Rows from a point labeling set

--- start ---

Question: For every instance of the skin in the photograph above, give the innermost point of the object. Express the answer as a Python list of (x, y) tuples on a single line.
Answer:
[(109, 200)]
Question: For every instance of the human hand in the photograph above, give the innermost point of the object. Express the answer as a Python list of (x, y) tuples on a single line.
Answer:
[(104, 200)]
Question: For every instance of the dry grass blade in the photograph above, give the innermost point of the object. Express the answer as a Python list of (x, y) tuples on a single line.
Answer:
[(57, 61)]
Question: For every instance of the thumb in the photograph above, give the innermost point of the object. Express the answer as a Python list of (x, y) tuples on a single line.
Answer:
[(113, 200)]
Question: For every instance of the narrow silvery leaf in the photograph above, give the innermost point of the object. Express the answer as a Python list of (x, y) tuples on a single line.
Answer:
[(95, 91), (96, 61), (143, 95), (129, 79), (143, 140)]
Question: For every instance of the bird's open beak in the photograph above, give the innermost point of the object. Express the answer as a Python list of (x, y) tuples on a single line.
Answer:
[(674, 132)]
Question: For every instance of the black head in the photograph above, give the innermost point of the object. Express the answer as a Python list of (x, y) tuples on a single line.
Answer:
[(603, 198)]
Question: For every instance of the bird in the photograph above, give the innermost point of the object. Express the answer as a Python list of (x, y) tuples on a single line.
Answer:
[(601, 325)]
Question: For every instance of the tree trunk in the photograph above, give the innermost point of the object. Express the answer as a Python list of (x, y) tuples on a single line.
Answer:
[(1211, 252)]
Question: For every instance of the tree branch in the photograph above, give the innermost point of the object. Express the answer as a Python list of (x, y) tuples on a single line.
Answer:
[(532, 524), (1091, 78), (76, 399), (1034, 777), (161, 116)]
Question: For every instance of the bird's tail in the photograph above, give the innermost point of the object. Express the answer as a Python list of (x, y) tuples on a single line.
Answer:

--- end ---

Copy every one of the rows above word for word.

Question: For every instance of the skin in the photograph above, give the innermost point of the object. Express the answer as a Python list of (x, y) tuples on a single line.
Answer:
[(109, 200)]
Question: For every instance of the human hand in the photograph above, give the innermost point of the object. Express the answer as a Python list of (x, y) tuples on a single line.
Answer:
[(104, 200)]
Question: For every instance of the dry grass blade in the photograph above, give the innermost point of the object. Express the answer as a Python list of (x, y) tuples on a single line.
Answer:
[(57, 61)]
Question: For every instance of the thumb in the photograph above, give the innermost point of the object. Express the answer as a Python list of (x, y) tuples on a single line.
Answer:
[(113, 200)]
Question: For every instance of the narrow silvery leaf in the photograph above, give the innermost point of the object. Express the answer as a Python list of (x, y) tuples on a single line.
Answer:
[(95, 91), (96, 61), (143, 95), (129, 79), (143, 140)]
Question: For every instance of the bird's open beak in the photograph above, give the innermost point of the object. Express the answer as a Python list of (x, y) tuples on a single line.
Answer:
[(674, 132)]
Question: For every instance of the black head in the photograph above, give the innermost point of the object. Express the answer as a Python list of (x, y) tuples on a single line.
Answer:
[(603, 198)]
Question: For every instance of the bird in the photograph above, give the innermost point of the object. Express the answer as a Python list of (x, y) tuples on a single line.
Answer:
[(601, 325)]
Question: For every instance of the tree trunk in the photograph above, give the innermost point of the object. Express the answer as a Python list of (x, y) tuples on a single line.
Answer:
[(1211, 252)]
Question: For every instance of the tree branch in the photograph above, give the innermost point of the object. Express the answer as a Python list of (x, y) tuples on a single line.
Answer:
[(532, 524), (1091, 78), (76, 399), (1034, 777), (161, 116)]
Question: For every instance of the bird's tail in the photograph above, give the innermost point of the object. Express the answer as a Python list of (x, y) tuples on a single line.
Answer:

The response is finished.